**To do**:
Gather every line in the rows below that contains the string "logo", and copy each one. Match case exactly.

### Raw data ###

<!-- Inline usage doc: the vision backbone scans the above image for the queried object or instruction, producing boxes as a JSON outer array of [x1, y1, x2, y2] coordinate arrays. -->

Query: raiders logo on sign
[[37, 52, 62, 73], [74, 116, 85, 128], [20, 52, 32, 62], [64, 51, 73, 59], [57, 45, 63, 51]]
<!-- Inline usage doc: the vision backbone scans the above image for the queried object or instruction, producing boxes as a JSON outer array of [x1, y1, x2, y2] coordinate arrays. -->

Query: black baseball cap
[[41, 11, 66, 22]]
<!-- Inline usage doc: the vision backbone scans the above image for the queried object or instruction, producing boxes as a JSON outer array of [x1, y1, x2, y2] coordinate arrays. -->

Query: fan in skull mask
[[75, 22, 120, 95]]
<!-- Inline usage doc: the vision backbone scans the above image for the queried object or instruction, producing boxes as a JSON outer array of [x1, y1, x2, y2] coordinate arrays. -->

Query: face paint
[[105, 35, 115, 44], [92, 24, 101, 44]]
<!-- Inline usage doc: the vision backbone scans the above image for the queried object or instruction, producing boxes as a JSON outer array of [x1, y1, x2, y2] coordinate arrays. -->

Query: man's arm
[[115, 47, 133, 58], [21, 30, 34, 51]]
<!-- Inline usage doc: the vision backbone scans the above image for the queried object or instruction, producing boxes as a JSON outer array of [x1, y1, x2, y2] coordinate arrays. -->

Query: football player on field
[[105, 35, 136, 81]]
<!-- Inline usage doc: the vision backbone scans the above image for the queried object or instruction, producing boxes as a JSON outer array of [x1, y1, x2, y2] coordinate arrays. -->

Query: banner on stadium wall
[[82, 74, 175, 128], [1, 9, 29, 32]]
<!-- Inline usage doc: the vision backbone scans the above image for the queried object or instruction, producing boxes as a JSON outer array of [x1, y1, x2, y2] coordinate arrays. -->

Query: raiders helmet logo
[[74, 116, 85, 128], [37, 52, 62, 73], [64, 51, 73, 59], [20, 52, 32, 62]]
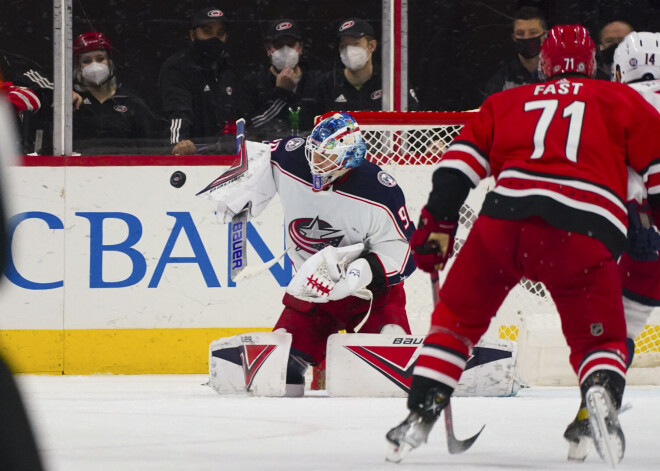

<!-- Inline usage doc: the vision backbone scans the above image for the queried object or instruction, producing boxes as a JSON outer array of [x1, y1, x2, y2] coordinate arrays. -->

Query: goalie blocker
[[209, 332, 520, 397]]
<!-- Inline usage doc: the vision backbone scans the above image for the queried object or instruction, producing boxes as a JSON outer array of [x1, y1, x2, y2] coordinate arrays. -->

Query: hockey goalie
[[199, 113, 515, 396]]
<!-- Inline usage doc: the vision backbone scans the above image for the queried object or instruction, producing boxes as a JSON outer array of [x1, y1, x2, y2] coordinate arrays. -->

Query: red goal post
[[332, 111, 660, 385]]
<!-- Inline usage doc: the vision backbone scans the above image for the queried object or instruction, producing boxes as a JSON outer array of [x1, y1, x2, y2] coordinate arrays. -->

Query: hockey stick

###

**Answer to this task**:
Query: raiders logo on sign
Query: raiders helmet logo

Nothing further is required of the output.